_Stated goal_.
Collect every line of the items below that contains the word "wooden".

_Dataset_.
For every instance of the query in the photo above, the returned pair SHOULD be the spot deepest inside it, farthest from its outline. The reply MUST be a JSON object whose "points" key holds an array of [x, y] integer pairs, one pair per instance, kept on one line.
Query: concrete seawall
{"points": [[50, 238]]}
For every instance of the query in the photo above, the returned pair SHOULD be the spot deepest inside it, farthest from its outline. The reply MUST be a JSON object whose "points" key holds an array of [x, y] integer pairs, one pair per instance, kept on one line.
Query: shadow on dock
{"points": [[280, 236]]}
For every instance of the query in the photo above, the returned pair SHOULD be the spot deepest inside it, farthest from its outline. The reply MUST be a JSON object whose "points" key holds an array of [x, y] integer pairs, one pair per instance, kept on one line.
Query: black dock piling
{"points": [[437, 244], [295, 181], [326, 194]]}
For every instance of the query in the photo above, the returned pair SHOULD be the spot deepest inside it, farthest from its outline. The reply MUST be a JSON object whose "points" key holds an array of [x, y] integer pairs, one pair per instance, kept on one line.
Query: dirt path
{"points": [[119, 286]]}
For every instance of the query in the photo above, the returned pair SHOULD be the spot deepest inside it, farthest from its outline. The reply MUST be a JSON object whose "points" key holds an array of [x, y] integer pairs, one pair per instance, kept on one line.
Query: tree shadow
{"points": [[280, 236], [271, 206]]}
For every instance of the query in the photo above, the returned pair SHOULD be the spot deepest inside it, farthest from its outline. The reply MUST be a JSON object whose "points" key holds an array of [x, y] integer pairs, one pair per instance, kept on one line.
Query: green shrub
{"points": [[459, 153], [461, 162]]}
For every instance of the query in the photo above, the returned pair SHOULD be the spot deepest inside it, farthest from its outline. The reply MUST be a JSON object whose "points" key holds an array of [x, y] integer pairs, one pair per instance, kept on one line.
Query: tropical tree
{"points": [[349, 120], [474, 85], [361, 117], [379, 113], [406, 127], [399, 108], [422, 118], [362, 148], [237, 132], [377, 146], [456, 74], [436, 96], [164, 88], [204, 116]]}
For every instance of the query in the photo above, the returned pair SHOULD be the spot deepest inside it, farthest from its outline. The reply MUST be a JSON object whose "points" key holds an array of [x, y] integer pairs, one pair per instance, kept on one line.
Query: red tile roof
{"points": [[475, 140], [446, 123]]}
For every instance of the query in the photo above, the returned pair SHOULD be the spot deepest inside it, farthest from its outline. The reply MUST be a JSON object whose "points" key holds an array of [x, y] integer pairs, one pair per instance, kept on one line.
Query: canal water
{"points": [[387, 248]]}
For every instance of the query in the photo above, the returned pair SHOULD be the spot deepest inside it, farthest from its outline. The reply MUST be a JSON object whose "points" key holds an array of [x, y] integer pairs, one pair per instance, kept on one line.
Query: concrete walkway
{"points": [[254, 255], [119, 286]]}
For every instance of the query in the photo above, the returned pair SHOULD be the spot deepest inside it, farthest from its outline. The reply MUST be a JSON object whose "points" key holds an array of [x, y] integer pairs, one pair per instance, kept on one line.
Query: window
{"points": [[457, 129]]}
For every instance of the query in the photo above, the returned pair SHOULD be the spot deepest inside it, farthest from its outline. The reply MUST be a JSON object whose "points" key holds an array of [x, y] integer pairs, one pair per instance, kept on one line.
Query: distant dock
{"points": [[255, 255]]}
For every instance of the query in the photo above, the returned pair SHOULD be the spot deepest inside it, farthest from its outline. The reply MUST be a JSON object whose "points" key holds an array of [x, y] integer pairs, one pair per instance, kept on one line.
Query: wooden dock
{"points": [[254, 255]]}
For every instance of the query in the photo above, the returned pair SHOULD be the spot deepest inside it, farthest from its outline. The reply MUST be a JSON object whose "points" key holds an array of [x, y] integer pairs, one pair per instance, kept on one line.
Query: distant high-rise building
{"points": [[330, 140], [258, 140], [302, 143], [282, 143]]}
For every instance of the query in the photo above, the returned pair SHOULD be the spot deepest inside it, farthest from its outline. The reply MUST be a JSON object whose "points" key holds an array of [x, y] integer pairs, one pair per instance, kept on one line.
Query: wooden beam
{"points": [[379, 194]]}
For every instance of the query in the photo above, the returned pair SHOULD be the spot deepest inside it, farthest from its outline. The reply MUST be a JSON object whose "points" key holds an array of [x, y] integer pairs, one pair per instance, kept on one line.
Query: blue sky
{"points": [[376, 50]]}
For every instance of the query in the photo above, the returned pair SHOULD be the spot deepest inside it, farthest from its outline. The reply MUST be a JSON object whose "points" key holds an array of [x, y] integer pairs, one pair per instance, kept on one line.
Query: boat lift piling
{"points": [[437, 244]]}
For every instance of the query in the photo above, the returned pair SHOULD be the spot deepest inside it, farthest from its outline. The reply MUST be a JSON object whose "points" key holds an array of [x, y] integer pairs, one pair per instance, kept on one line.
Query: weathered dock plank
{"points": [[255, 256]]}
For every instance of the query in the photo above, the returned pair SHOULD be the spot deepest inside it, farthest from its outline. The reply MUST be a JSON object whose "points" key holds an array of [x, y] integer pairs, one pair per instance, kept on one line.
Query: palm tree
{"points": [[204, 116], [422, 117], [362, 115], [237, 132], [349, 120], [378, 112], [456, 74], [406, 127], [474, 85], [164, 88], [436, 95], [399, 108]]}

_Solution for this exercise_.
Query: wooden dock
Query: wooden beam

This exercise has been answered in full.